# CHECK YOUR UNDERSTANDING
1 – Summarize the commentary on Hebrews below in two sentences.
2 – According to the commentary on Hebrews below, what did a guest receive from a host in the ancient practice of hospitality? List each one.

PAGE TEXT below:

So, what is proper worship of God now that the sacrifice to end all sacrifices has occurred in Christ (10:12)? Hebrews tells us in the final verses of today’s text (verses 15-16). There are two parts to it. The first aspect of this more commonly thought of as “divine service” — what we do in church as we gather to praise and thank God through Christ for the work of Christ (12:15; cf. 4:14). We do this “in the name of Jesus,” as the text says, because it is Jesus who took upon the Sin of the world in his death on the cross for us.

In this service we can offer only the “sacrifice of praise” for what Christ has already done because the “vertical” dimension of the atoning sacrifice is already complete in Christ. The second aspect of what constitutes divine service — the “horizontal” dimension — is another matter. As the final verse in today’s text puts it, “Do not neglect to do good and to share what you have, for such sacrifices are pleasing to God.”

It is no accident that “hospitality” is in the “emphatic” or lead position (13:1) in the list of the marks of Christian identity incarnate in service. The other Christian virtues mentioned flow out of this one practice. At one level it is astounding that this beleaguered, suffering, and vulnerable community — one that had experienced the loss of property (10:32-34) — is asked to open itself up as a patron to strangers. Is, then, the practice of hospitality “the cross” that this community must bear? If hospitality is seen as an obligation or duty of Christian discipleship, one might draw this conclusion. If so, it may be a false conclusion.

The Greek word that is traditionally translated in English by “hospitality” is philoxenia, literally, “love of the strange.” Many ancients were locked into lives of routine and did not stray far from their places of birth. Life was difficult and mobility was limited. One way in which the world became “larger” was to open one’s home (however poor) to those that came from “outside.” Hospitality was provided, then, by those who had “love of the strange,” by those who were curious about the wider world.

The unknown seekers of hospitality brought news (and stories!) of the wider world and broke open one’s little provincial world. There was a kind of marvelous exchange, then, of mutual benefit between host and guest. The guest received protection (inns were dangerous places), food, and company. Hosts were led out of themselves and their “little” worlds. Those locked into deadly routine were engaged by that which was “outside” the camp. It is an approach to the outside world with which some contemporary parishes might wish to become better acquainted!

Obviously too, the OT traditions of hospitality are in play here as well. The reference in verse 2 of entertaining “angels without knowing it” is thought to refer to Abraham and Sarah’s reception of the three visitors in Genesis 18:1-15 at the oaks of Mamre. But, of course, the people of God themselves not only practiced hospitality but were long “sojourners” (guests) in foreign lands (11:8-10). The experience of being an alien or sojourner, vulnerable before others and dependent on God as host, was fundamental to Israel’s identity.

End of PAGE TEXT.
DATA TO EXAMINE below:

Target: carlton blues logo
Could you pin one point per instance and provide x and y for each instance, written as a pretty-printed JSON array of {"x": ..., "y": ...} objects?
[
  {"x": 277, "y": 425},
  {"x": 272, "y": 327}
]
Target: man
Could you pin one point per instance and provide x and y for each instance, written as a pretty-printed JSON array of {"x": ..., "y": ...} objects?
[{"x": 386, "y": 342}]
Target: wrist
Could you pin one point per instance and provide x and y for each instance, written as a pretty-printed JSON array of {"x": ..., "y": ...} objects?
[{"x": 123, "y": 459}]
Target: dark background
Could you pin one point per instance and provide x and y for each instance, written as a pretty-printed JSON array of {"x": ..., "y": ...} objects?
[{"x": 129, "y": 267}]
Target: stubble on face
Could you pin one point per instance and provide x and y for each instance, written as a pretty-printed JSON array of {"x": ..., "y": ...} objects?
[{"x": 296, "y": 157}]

End of DATA TO EXAMINE.
DATA TO EXAMINE below:

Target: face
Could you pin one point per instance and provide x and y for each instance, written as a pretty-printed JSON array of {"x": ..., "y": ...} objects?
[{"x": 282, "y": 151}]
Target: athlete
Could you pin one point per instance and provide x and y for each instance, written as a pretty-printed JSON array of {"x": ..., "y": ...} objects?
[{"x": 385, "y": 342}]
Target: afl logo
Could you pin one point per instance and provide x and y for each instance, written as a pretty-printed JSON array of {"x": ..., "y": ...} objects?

End of DATA TO EXAMINE.
DATA TO EXAMINE below:

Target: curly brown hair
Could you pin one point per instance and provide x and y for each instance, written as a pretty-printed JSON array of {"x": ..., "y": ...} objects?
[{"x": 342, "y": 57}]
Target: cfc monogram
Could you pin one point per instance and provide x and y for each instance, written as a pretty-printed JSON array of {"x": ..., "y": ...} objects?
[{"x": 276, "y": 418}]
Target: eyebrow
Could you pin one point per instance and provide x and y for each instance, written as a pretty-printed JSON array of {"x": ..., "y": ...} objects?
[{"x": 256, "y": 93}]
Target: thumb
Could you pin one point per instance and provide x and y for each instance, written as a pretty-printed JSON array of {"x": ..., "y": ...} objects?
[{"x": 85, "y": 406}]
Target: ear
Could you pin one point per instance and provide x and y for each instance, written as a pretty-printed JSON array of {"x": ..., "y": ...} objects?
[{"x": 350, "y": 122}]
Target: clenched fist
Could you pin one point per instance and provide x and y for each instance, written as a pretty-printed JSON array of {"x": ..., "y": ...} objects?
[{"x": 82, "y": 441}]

End of DATA TO EXAMINE.

# ANSWERS BELOW
1 – The commentary explains that, because Christ's sacrifice is complete, proper worship now has two parts: offering the "sacrifice of praise" in Jesus' name, and doing good and sharing what one has. It presents hospitality, philoxenia or "love of the strange," as the leading mark of Christian identity, a mutually beneficial exchange between host and guest that also draws on Old Testament traditions and on Israel's experience as sojourners.

2 –
Protection
Food
Company